**ACTION ITEM**
Lines of the records that hold the word "lamp" are to be counted; give the number and nothing more.

Region pointing data
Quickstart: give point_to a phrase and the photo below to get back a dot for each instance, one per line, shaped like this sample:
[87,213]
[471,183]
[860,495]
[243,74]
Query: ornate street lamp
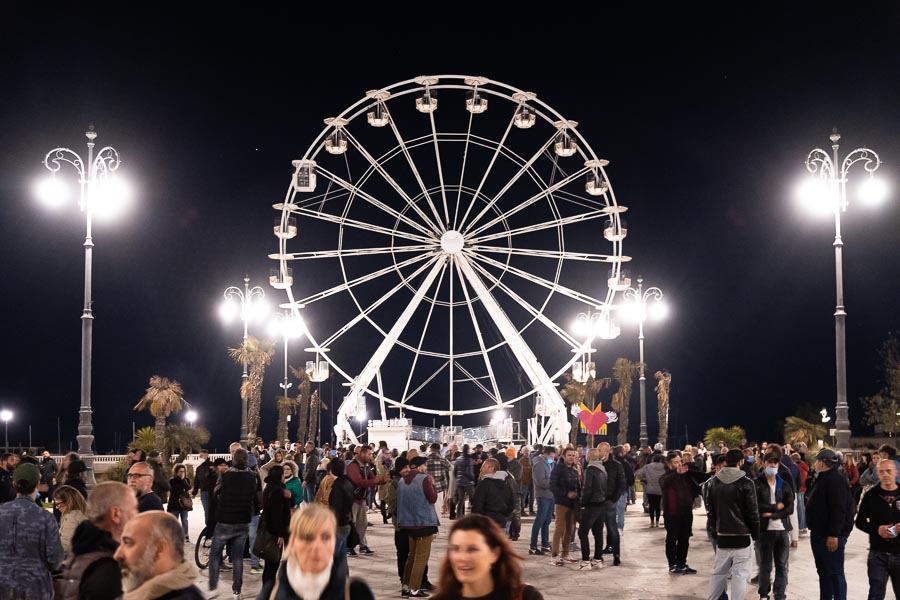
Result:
[827,190]
[100,192]
[637,301]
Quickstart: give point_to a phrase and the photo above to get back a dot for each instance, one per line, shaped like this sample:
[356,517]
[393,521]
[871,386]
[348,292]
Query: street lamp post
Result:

**SOLUTION TO THE PROBLEM**
2